- **Written exercise**
Change every "Query" in the rows below to "Target" and leave the rest of each line as it is.

- **Record set**

+---+

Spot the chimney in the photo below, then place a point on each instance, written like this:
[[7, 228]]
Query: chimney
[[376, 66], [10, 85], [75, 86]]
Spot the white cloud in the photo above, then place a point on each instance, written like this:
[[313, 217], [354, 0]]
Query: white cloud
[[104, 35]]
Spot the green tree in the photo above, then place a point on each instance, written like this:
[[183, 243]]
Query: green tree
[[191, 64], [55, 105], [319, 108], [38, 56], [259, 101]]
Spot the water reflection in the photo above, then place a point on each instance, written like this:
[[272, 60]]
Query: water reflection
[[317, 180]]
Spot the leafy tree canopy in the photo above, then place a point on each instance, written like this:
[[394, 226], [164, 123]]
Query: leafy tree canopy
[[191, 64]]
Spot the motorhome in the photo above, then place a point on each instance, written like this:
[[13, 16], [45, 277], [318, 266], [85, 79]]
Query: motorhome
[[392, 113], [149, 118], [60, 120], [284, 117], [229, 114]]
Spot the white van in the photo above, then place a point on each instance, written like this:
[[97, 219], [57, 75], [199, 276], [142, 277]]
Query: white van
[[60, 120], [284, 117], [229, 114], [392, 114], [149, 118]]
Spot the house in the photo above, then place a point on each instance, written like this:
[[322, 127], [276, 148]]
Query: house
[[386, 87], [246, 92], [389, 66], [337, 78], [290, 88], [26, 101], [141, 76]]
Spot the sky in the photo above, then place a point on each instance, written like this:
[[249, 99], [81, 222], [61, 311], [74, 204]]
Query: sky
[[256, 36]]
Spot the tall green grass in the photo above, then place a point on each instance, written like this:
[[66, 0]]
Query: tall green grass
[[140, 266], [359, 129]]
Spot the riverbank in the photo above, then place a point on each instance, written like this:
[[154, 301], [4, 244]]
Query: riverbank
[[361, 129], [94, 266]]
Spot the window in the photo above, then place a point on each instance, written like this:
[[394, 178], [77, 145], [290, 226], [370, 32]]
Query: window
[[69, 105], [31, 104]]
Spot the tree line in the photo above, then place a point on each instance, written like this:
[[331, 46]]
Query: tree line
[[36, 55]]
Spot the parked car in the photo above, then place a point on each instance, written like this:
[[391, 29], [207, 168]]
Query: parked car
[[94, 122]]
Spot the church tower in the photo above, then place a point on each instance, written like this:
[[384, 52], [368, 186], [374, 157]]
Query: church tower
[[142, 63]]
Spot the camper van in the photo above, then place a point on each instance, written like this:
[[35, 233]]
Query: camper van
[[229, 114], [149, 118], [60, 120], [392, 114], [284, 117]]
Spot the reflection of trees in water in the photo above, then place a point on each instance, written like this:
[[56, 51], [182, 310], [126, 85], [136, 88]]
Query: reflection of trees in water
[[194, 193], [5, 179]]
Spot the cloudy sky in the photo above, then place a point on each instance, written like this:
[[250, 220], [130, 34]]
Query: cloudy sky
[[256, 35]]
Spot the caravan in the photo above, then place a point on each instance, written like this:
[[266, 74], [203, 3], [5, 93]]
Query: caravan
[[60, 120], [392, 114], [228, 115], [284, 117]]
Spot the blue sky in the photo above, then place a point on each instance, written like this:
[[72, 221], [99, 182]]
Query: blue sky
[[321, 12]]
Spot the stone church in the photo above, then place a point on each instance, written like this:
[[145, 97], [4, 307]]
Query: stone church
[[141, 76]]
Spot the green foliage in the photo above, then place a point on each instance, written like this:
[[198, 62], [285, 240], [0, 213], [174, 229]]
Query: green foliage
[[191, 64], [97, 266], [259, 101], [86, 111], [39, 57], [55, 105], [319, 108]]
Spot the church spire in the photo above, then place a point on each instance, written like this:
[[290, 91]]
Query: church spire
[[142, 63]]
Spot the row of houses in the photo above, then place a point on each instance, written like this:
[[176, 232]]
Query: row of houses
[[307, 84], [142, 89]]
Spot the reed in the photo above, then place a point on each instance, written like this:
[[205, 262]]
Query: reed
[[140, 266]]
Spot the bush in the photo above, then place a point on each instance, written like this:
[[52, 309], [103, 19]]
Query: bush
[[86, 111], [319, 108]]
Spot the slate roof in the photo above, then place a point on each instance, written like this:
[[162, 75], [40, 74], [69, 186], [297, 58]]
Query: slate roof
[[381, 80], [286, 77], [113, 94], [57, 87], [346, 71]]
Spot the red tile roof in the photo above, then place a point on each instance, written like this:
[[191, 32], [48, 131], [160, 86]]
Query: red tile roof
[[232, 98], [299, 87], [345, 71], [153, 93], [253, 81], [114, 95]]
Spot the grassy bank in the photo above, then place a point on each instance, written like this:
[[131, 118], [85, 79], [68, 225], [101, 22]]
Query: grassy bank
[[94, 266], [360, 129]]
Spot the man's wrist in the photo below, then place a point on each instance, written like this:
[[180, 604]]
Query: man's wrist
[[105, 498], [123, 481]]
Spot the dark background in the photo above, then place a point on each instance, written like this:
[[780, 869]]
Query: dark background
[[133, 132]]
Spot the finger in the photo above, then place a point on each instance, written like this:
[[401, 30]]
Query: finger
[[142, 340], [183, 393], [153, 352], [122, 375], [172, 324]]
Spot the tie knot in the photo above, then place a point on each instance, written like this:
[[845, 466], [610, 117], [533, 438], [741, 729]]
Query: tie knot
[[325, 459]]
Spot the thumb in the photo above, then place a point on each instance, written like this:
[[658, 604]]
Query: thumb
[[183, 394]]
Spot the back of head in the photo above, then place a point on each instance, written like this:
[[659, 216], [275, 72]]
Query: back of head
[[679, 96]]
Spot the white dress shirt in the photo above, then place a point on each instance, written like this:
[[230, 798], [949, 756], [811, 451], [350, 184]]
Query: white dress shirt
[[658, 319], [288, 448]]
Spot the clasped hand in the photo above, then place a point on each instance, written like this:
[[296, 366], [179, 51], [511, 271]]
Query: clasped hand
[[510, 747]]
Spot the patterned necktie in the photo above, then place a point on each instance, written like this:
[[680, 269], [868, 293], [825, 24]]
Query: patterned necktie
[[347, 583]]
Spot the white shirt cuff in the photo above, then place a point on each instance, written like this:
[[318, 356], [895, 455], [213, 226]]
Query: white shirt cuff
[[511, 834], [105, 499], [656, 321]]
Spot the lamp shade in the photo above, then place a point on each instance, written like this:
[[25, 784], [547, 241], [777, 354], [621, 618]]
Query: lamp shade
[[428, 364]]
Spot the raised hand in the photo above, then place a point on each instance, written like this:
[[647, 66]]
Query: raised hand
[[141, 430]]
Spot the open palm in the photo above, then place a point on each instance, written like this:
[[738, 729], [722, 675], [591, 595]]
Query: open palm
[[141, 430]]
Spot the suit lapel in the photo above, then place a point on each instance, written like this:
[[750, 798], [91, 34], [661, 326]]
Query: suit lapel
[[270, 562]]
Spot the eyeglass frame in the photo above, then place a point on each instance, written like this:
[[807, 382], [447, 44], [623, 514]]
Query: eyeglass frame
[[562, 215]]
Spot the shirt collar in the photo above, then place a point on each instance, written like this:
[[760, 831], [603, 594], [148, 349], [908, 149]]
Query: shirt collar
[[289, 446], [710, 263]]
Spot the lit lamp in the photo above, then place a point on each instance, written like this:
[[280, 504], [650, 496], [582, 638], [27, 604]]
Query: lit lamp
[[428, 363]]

+---+

- **Answer to the problem**
Spot the chimney in the photo below, then place a point on each instance, written like this:
[[7, 228]]
Target: chimney
[[376, 66], [10, 85], [75, 86]]
Spot the white cloud in the photo above, then place a point on each instance, written like this:
[[313, 217], [354, 0]]
Target: white cloud
[[104, 35]]
Spot the green tree in the photo above, then place a point on each instance, written like this:
[[183, 243]]
Target: green tree
[[191, 64], [55, 105], [319, 108], [38, 56], [259, 101]]
Spot the water reflection in the photo above, then place a point on each instance, written like this:
[[272, 60]]
Target: water reflection
[[317, 180]]
Spot the leafy tree canopy in the photo above, then place a point on each instance, written like this:
[[394, 226], [164, 123]]
Target: leafy tree canopy
[[191, 64]]
Spot the motorhome in the photo above, then place a point on each instance, written like this:
[[13, 16], [45, 277], [318, 266], [85, 79]]
Target: motorhome
[[392, 113], [149, 118], [60, 120], [284, 117], [229, 114]]
Spot the white van in the photo above, then place a point on each instance, written like this:
[[97, 219], [57, 75], [199, 276], [142, 277]]
Target: white van
[[60, 120], [284, 117], [229, 114], [392, 114], [149, 118]]
Spot the house in the photo above, then place a point on each instance, written like this:
[[322, 127], [276, 148]]
Target: house
[[386, 87], [246, 92], [389, 66], [337, 78], [290, 88], [26, 101], [141, 76]]
Spot the sky in the photo above, then place a point on each instance, written like this:
[[249, 99], [81, 222], [61, 311], [74, 204]]
Target: sky
[[256, 36]]
Spot the tall green grass in the photo above, then place a point on each instance, written like this:
[[66, 0]]
Target: tall green grass
[[140, 266], [359, 129]]
Spot the riverbank in the photo above, then place a point on each instance, written like this:
[[154, 301], [4, 244]]
Target: riverbank
[[361, 129], [94, 266]]
Spot the window in the photo above, then place a point on each instance, written like this:
[[394, 178], [77, 145], [290, 226], [370, 32]]
Target: window
[[69, 105], [31, 104]]
Spot the tree line in the photo above, then place a point on each instance, written like this:
[[331, 46]]
Target: tree line
[[36, 55]]
Spot the parked car in the photo above, then place a point on each instance, written like this:
[[391, 29], [207, 168]]
Target: parked car
[[94, 122]]
Spot the church tower in the photo above, then place a point on each instance, written like this:
[[384, 52], [368, 186], [374, 157]]
Target: church tower
[[142, 63]]
Spot the camper van in the photo above, then place a point on each instance, written like this:
[[35, 233]]
Target: camper van
[[229, 114], [149, 118], [60, 120], [392, 114], [284, 117]]
Spot the reflection of trees in water in the photo above, then place a point on each instance, written like this:
[[56, 51], [182, 310], [126, 85], [136, 88]]
Target: reflection of trees in water
[[194, 193], [5, 179]]
Spot the cloudy sky in the photo above, then place a point on each instance, written like this:
[[250, 220], [130, 34]]
Target: cloudy sky
[[256, 35]]
Spot the caravan in the photo above, then place a point on each instance, written like this:
[[266, 74], [203, 3], [5, 93]]
Target: caravan
[[60, 120], [392, 114], [228, 115], [284, 117]]
Spot the blue sky in the photo above, then place a point on each instance, written like this:
[[72, 221], [99, 182]]
Target: blue sky
[[321, 12]]
Spot the stone church in the photo above, then place a point on each instance, written like this:
[[145, 97], [4, 307]]
Target: stone church
[[141, 76]]
Spot the green foliage in the photo above, then place a point on each instance, written like this:
[[198, 62], [285, 240], [0, 213], [174, 229]]
Target: green foliage
[[191, 64], [97, 266], [259, 101], [86, 111], [39, 57], [55, 105], [319, 108]]
Spot the church spire in the photo above, then place a point on each instance, written like this:
[[290, 91]]
Target: church spire
[[142, 63]]
Spot the row of houses in the photo above, then place a point on each instance, written like this:
[[176, 232]]
Target: row of houses
[[307, 84], [142, 89]]
Spot the reed in the photo above, then place a point on each instance, written like this:
[[205, 262]]
Target: reed
[[140, 266]]
Spot the bush in the photo above, then place a point on each instance, written like this:
[[52, 309], [103, 19]]
Target: bush
[[86, 111], [319, 108]]
Spot the slate roof in the photo above, then place a point on each instance, written like this:
[[162, 75], [40, 74], [69, 186], [297, 58]]
Target: slate roof
[[381, 80], [286, 77], [113, 94], [57, 87], [346, 71]]
Spot the red tile roof in the photo above, then place a point on each instance, written like this:
[[191, 32], [48, 131], [160, 86]]
Target: red tile roof
[[232, 98], [299, 87], [345, 71], [153, 93], [253, 81], [114, 95]]
Spot the grassy bank in the photo above, then place a point on each instance, written like this:
[[131, 118], [85, 79], [68, 225], [101, 22]]
Target: grassy bank
[[94, 266], [360, 129]]
Spot the man's wrist in the photo below, then place a point on each instance, written like this:
[[180, 604]]
Target: man's wrist
[[105, 498], [123, 481]]
Spot the dark background in the photo above, then place a point on each instance, written like this:
[[780, 869]]
Target: dark background
[[133, 132]]
Spot the finger in the photo above, then place a point on each instance, written like this:
[[401, 30]]
Target: finger
[[142, 340], [183, 393], [153, 352], [122, 375], [172, 324]]
Spot the tie knot in the photo above, then place a point on each instance, written like this:
[[845, 466], [610, 117], [533, 438], [741, 729]]
Target: tie knot
[[325, 459]]
Spot the thumb in the photo above, then place a point on each instance, written like this:
[[658, 604]]
Target: thumb
[[183, 394]]
Spot the back of head in the photo above, then place a point on each instance, written like this:
[[659, 216], [275, 72]]
Target: back of head
[[679, 96]]
Spot the white dress shirt in the photo above, then place a point on each instance, written like this:
[[230, 798], [949, 756], [811, 451], [350, 184]]
Target: white dress shirt
[[658, 319], [288, 448]]
Spot the clasped hand in the photo above, then place a point on each instance, written like this:
[[296, 366], [179, 51], [511, 271]]
Target: clasped hand
[[510, 747]]
Spot the patterned necktie in the photo above, then place a point on each instance, written like this:
[[680, 269], [868, 293], [825, 24]]
Target: patterned necktie
[[347, 583]]
Spot the white shirt cuff in the photo above, then place a point on each instance, written like this:
[[318, 356], [895, 455], [213, 226]]
Target: white shirt cuff
[[511, 834], [105, 499], [656, 321]]
Spot the lamp shade in the photo above, then place a point on each instance, written like this:
[[25, 784], [547, 241], [777, 354], [621, 618]]
Target: lamp shade
[[428, 364]]
Spot the raised hand in the photo above, then place a point on each instance, written like this:
[[647, 66]]
Target: raised hand
[[141, 430]]
Spot the open palm in the photo above, then place a point on each instance, written like this:
[[738, 729], [722, 675], [591, 595]]
Target: open palm
[[141, 430]]
Spot the suit lapel in the photo above, then place a point on each instance, written like this:
[[750, 798], [91, 34], [661, 326]]
Target: suit lapel
[[270, 562]]
Spot the eyeglass frame in the photo above, then place a point on each instance, written like this:
[[807, 382], [447, 44], [623, 514]]
Target: eyeglass frame
[[562, 215]]
Spot the shirt collar in the photo above, then place a point on each instance, written like this:
[[760, 831], [603, 594], [148, 349], [908, 149]]
Target: shirt collar
[[289, 446], [710, 263]]
Spot the lit lamp in the photo above, then place a point on each instance, written like this:
[[280, 504], [650, 496], [582, 638], [27, 604]]
Target: lit lamp
[[428, 363]]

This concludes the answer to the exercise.